**QUOTED TEXT**:
— BEGIN —
Studio album by Ricardo Villalobos
- Released: October 12, 2004
- Genre: Techno
- Length: 75:02 (CD) 86:14 (LP)
- Label: Perlon PERLON 43 PERLON 43CD
- Producer: Ricardo Villalobos

Ricardo Villalobos chronology
| Alcachofa (2003) | Thé au Harem d'Archimède (2004) | Achso (2005) |

= Thé Au Harem D'Archimède =

Thé au Harem d'Archimède is the second studio album by Ricardo Villalobos. It was released by Perlon on LP and CD on October 12, 2004. The album's French title, which translates into English as "Tea in the Harem of Archimedes," is a reference to the Mehdi Charef film Tea in the Harem (French title: Le thé au Harem d'Archimède), as well as a mondegreen of the French phrase "Théorème d'Archimède," also the title of the album's fourth track.

Thé au Harem d'Archimède continues to build on the nuanced percussion of Villalobos' previous album, Alcachofa, while eschewing melodies in favour for rhythm and groove. On vinyl, "Hireklon" is extended by over five minutes and features a longer guitar solo, while the delay and dub effects on the clapping is toned down significantly. An additional song, "Stereobox," is also present.
— END —
**RECORD EXTRACTS**:
— BEGIN —
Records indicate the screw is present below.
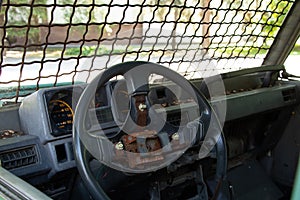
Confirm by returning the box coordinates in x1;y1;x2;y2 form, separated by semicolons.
172;133;179;140
115;142;124;150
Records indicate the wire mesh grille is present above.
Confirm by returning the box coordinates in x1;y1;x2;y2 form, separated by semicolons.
0;0;295;101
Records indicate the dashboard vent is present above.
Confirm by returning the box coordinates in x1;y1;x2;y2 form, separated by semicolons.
0;146;38;170
282;88;296;102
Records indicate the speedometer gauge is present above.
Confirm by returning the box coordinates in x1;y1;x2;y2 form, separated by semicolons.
48;100;74;136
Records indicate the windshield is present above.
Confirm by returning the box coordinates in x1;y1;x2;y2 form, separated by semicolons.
0;0;295;102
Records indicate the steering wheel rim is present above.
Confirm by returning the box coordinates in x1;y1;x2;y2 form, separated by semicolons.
73;61;227;199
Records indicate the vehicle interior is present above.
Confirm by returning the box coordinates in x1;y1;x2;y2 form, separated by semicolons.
0;0;300;200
— END —
**SHORT PROBLEM 1**: Decide whether each statement below agrees with the text about the album Thé au Harem d'Archimède, answering yes or no and quoting the deciding words of the text: (a) The album came out only on CD. (b) "Théorème d'Archimède" is the title of the album's fourth track. (c) On vinyl, the delay and dub effects on the clapping in "Hireklon" are made stronger.
**SHORT PROBLEM 2**: Resume the article on the album Thé au Harem d'Archimède, writing on from its last sentence.

**WRITTEN ANSWER 1**:
(a) No: "It was released by Perlon on LP and CD on October 12, 2004."
(b) Yes: "also the title of the album's fourth track."
(c) No: "the delay and dub effects on the clapping is toned down significantly."

**WRITTEN ANSWER 2**:
==Reception==

Reception was mixed to positive. Andy Kellman, writing for Allmusic, says that Villalobos is "perfectly content with forming luscious, pensively roiling, ten-minute grooves that double as some of the most organic-sounding electronic productions imaginable". A review for Dusted Magazine, by Jon Dale, lauded the album's unusual synthesis of sounds and influences, while noting that it was not as accessible as Villalobos' debut, Alcachofa. Ron Schepper's review for Stylus Magazine had a similarly mixed feel, noting the album's less accessible nature when compared to Alcachofa and stating that "Villalobos dives ever more deeply into percussive gumbo and leaves accessible hooks behind".

Resident Advisor ranked Thé Au Harem D'Archimède 77th on its list of the Top 100 Albums of the '00s.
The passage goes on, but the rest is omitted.